**PASSAGE FOR REVIEW**
--- --- ---
Figure 3. Effect of inhibition of p38 or ERK1/2, and coinhibition of cPKC-ERK1/2, PI3K-p38, or p38-ERK1/2 on E₂17G-induced retrieval of Bsep and Mrp2 in IRHCs.

The upper panels show representative confocal immunofluorescence images of the localization of Bsep and Mrp2 in DMSO-treated (control) or E₂17G (200 µM)-treated IRHCs, with or without the p38 inhibitor SB203580 (SB; 1 µM) or the ERK1/2 inhibitor PD98059 (PD; 5 µM), in combination or not with the cPKC inhibitor Gö6976 (Gö; 1 µM) or PI3K inhibitor wortmanin (WM; 100 nM). The lower panels show the densitometric analysis of the fluorescence intensity along a line (8 µm) perpendicular to the center of the canalicular vacuole (from +4 to −4 µm). The statistical analysis of the profiles of fluorescence showed a significant change in the E₂17G-treated group (P<0.05; number of analyzed canalicular vacuoles >10), but this reverted to normal in the E₂17G-SB, E₂17G-PD, E₂17G-PD-SB, E₂17G-Gö-PD and E₂17G-WM-SB groups for Bsep and Mrp2.
--- --- ---
**DATA UNDER STUDY**
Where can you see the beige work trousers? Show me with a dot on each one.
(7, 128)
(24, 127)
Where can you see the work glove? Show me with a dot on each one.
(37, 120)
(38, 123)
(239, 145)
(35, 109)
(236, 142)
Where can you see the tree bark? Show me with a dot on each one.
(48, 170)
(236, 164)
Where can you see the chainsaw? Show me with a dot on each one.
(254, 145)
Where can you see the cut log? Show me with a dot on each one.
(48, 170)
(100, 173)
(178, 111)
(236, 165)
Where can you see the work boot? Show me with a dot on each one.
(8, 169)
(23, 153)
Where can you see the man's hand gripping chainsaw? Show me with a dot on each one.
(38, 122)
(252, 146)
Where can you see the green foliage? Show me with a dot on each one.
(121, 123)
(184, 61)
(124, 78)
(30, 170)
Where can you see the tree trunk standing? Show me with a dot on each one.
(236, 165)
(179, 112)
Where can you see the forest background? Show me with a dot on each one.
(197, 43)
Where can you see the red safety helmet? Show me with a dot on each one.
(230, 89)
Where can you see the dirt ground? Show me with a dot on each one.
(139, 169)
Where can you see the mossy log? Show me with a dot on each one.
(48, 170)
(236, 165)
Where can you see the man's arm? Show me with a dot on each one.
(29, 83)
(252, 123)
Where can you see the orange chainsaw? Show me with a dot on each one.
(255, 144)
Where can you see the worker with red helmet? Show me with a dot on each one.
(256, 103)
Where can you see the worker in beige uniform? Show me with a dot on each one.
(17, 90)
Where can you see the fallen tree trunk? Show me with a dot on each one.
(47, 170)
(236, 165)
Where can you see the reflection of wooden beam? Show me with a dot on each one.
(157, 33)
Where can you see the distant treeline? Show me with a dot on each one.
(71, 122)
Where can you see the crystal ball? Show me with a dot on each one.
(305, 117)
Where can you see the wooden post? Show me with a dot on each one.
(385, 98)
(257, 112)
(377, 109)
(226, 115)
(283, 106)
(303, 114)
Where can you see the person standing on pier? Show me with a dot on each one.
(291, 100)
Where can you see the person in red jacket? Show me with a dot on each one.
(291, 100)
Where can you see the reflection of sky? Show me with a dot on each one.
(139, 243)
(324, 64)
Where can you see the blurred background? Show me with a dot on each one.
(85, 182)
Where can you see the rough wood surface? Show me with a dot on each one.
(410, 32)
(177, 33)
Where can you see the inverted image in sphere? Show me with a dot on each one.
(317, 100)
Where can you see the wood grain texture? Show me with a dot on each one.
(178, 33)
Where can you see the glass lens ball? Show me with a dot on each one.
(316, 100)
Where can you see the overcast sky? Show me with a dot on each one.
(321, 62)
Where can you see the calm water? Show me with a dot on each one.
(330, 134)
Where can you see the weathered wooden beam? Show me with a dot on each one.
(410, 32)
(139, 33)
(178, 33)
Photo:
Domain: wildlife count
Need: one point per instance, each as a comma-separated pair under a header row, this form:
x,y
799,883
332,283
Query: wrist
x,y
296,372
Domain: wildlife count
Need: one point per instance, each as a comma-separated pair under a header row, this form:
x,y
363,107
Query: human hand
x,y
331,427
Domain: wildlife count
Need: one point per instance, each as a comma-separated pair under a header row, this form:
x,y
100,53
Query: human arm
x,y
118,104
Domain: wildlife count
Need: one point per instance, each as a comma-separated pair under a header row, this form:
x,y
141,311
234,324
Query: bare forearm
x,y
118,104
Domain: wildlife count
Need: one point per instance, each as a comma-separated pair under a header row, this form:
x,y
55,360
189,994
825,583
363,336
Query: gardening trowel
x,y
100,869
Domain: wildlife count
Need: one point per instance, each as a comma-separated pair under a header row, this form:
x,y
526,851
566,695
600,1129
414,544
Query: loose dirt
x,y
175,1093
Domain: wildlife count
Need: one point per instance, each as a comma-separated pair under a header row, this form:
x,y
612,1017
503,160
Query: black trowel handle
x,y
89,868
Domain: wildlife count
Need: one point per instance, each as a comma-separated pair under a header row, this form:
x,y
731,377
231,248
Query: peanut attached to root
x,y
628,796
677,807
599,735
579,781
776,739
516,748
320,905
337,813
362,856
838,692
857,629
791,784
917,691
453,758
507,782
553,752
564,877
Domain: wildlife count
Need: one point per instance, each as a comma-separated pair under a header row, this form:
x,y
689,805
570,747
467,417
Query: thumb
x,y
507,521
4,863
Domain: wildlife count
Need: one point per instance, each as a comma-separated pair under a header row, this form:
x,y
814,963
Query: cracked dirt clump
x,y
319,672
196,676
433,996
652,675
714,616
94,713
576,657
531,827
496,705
--- --- ---
**PROMPT 1**
In the figure legend, rewrite the part starting with "Figure 3. Effect" and going on through "Mrp2 in IRHCs.", changing "retrieval" to "internalization".
**PROMPT 2**
Do the following statements agree with the figure legend? Answer yes or no for each, and quote the deciding words. (a) The ERK1/2 inhibitor PD98059 was used at 5 µM. (b) Fluorescence intensity was measured along a line 10 µm long. (c) The fluorescence profiles returned to normal in the E₂17G-Gö-PD group.

**EXERCISE RESPONSE 1**
Figure 3. Effect of inhibition of p38 or ERK1/2, and coinhibition of cPKC-ERK1/2, PI3K-p38, or p38-ERK1/2 on E₂17G-induced internalization of Bsep and Mrp2 in IRHCs.

**EXERCISE RESPONSE 2**
(a) Yes: "the ERK1/2 inhibitor PD98059 (PD; 5 µM)"
(b) No: "along a line (8 µm)"
(c) Yes: "this reverted to normal in the E₂17G-SB, E₂17G-PD, E₂17G-PD-SB, E₂17G-Gö-PD and E₂17G-WM-SB groups"